═════ WORKING DATA

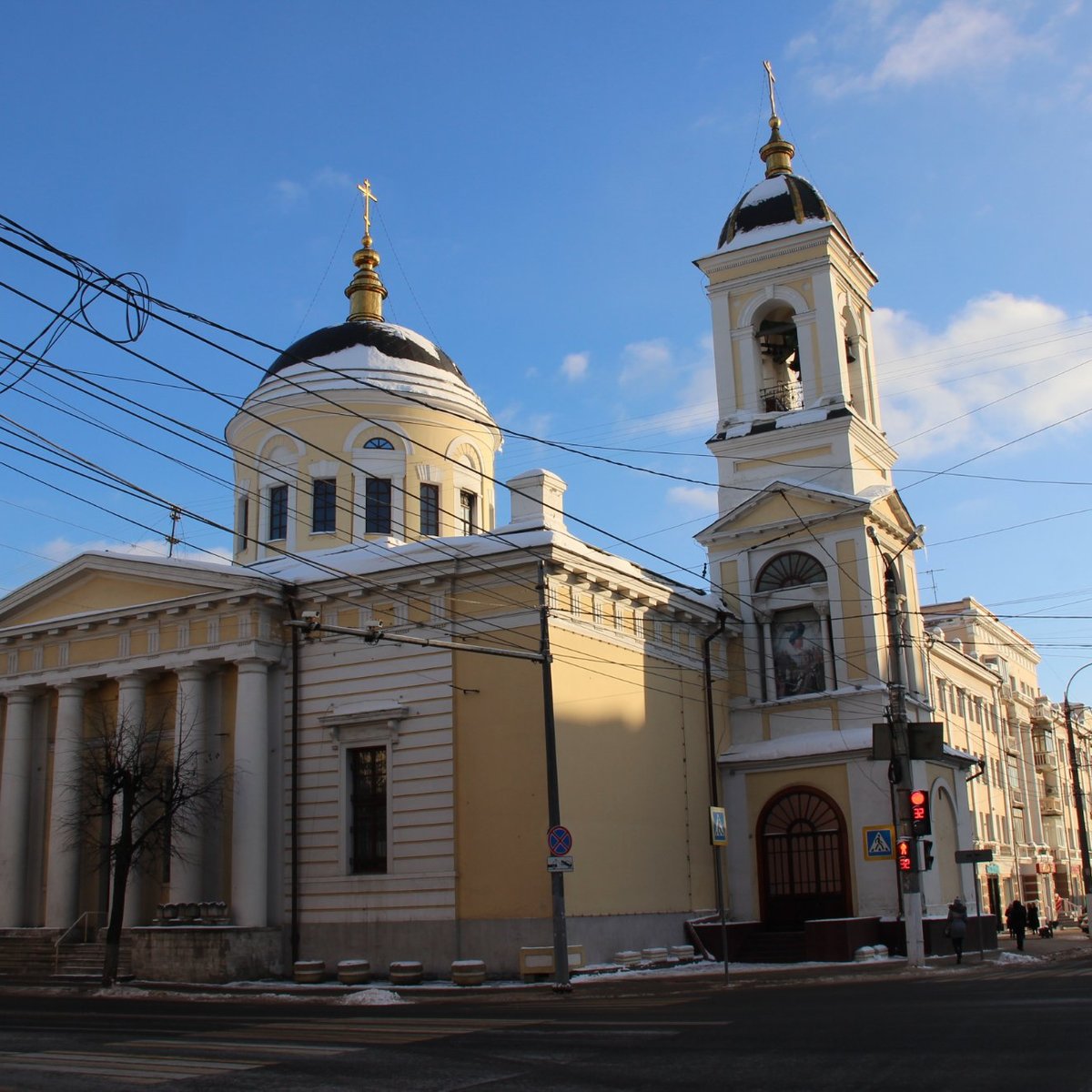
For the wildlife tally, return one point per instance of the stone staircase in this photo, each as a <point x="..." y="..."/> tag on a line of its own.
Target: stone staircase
<point x="774" y="948"/>
<point x="32" y="956"/>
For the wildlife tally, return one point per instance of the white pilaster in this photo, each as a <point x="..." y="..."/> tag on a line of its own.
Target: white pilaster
<point x="63" y="866"/>
<point x="15" y="804"/>
<point x="250" y="807"/>
<point x="191" y="732"/>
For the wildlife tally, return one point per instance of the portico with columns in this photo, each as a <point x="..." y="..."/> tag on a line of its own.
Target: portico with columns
<point x="199" y="644"/>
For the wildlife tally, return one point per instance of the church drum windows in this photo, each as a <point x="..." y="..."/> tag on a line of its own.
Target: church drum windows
<point x="323" y="506"/>
<point x="278" y="512"/>
<point x="367" y="773"/>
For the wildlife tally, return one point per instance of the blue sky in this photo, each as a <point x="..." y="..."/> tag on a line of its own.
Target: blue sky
<point x="547" y="174"/>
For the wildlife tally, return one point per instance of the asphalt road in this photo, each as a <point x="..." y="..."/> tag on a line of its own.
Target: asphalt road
<point x="1004" y="1026"/>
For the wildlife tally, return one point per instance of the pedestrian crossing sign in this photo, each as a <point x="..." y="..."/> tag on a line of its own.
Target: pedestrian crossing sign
<point x="879" y="844"/>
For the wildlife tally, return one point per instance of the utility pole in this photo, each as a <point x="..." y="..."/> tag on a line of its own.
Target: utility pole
<point x="1082" y="831"/>
<point x="900" y="768"/>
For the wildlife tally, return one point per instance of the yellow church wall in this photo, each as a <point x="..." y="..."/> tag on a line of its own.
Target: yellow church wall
<point x="97" y="592"/>
<point x="501" y="813"/>
<point x="607" y="723"/>
<point x="854" y="610"/>
<point x="803" y="454"/>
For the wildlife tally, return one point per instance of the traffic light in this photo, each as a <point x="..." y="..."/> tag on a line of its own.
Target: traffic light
<point x="905" y="855"/>
<point x="920" y="813"/>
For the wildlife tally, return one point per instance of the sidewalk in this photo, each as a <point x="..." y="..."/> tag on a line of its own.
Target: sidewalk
<point x="1068" y="944"/>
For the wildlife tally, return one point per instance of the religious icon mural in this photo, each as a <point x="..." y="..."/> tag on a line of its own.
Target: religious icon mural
<point x="797" y="653"/>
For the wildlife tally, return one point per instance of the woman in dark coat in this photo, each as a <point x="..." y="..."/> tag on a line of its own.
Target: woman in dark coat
<point x="956" y="926"/>
<point x="1018" y="921"/>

══════════

**ABOUT THIS EXERCISE**
Drop the images and transcribe the entries above exactly.

**RESULT BELOW**
For the wildlife tally, return one point per instance of the stone staircase in this photo, each as a <point x="..." y="..."/> tag on a line of its own.
Target: stone staircase
<point x="774" y="948"/>
<point x="32" y="956"/>
For the wildlife tally, return one point per instance of the white pilaster in this photo, each as a <point x="..." y="..."/> tag on a line of its own.
Target: white pilaster
<point x="63" y="866"/>
<point x="15" y="804"/>
<point x="250" y="807"/>
<point x="191" y="732"/>
For the wildlife tally, return one point per instance of the portico with columns in this photo, each as a <point x="..." y="..."/> tag on a line of its own.
Target: portico with columns
<point x="199" y="644"/>
For the wildlife tally, return one point per instance of the church drum windows in this photo, each as a <point x="..." y="..."/> tag on a line of its own.
Target: church drum windows
<point x="323" y="506"/>
<point x="278" y="512"/>
<point x="367" y="773"/>
For the wildlife tally, return one point per instance of the blue sky in this photo, each as a <point x="..." y="..."/> tag on a line of its own.
Target: blue sky
<point x="547" y="174"/>
For the wildlife tally, return one point per instance of the asphalt road in this photo, each as a <point x="..." y="..."/> tag on a line of its own.
Target: asphalt road
<point x="1004" y="1026"/>
For the wildlife tally, return one point per instance of the pedestrian crossing sign in this photo, each as a <point x="..." y="..."/> tag on a line of its own.
Target: pedestrian crossing sign
<point x="879" y="844"/>
For the wildlife tally, return one point per instance of the utility pole in this photo, each as a <point x="..." y="..."/> tag on a line of its own.
Target: utility pole
<point x="1082" y="831"/>
<point x="900" y="768"/>
For the wildlife tally, return one point per instance of the yellow church wall in this photo, each as a <point x="..." y="..."/> tag on a line of its own.
Target: yellow church wall
<point x="97" y="592"/>
<point x="501" y="813"/>
<point x="607" y="723"/>
<point x="854" y="610"/>
<point x="803" y="454"/>
For the wildlife tally, return one point per instance of the traffic light in this photo, each as a <point x="..." y="..."/> tag on a line of its own.
Target: traffic light
<point x="905" y="855"/>
<point x="920" y="813"/>
For the wildlife tally, return one point per instance of the sidewalk in this photo, each as a <point x="..." y="..."/> tag on a line of its own.
Target: sidewalk
<point x="1068" y="944"/>
For the wildlife tally, return one point per instance of the religious icon mural in this photo, each as a <point x="..." y="..."/> tag on a line of its own.
Target: religious icon mural
<point x="797" y="653"/>
For the wildlife tally, return one point per instance of the woman in dark coat in this photo, each as a <point x="..." y="..."/> tag on a line of its own.
Target: woman in dark coat
<point x="956" y="926"/>
<point x="1018" y="921"/>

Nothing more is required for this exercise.